--- Problem statement ---
Print the data verbatim. Leave every image out.
Start of Source information
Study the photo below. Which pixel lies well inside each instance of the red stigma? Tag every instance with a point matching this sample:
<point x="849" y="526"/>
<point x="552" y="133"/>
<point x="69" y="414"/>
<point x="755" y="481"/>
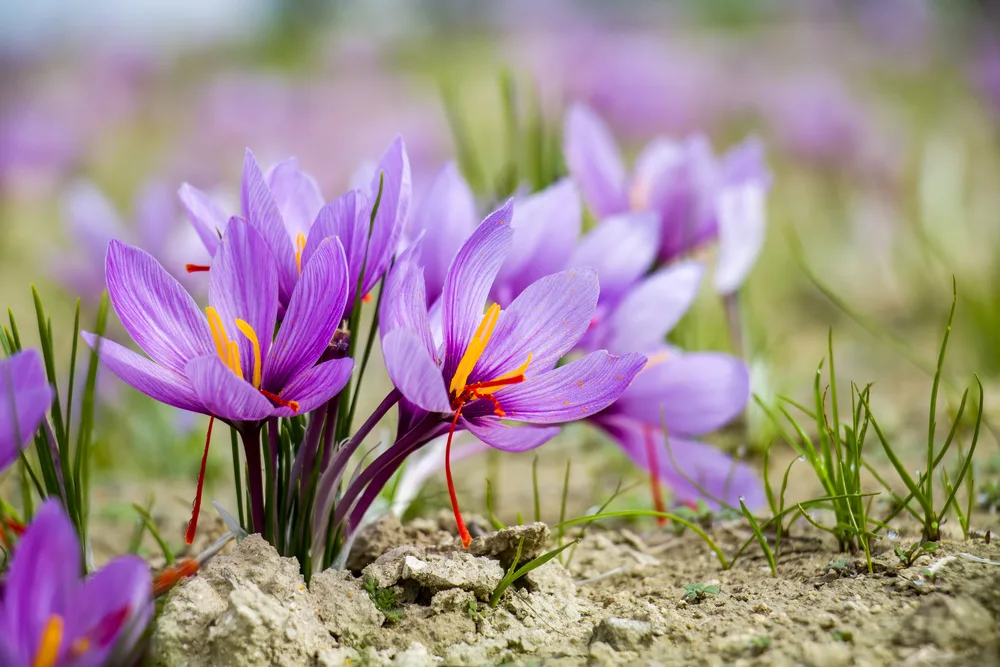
End of Source information
--- Answer space ---
Study the photo below. Which pixel lies well inside each instance of the red stigma? Tag every instance with a point matching this sample:
<point x="849" y="526"/>
<point x="552" y="133"/>
<point x="69" y="414"/>
<point x="755" y="481"/>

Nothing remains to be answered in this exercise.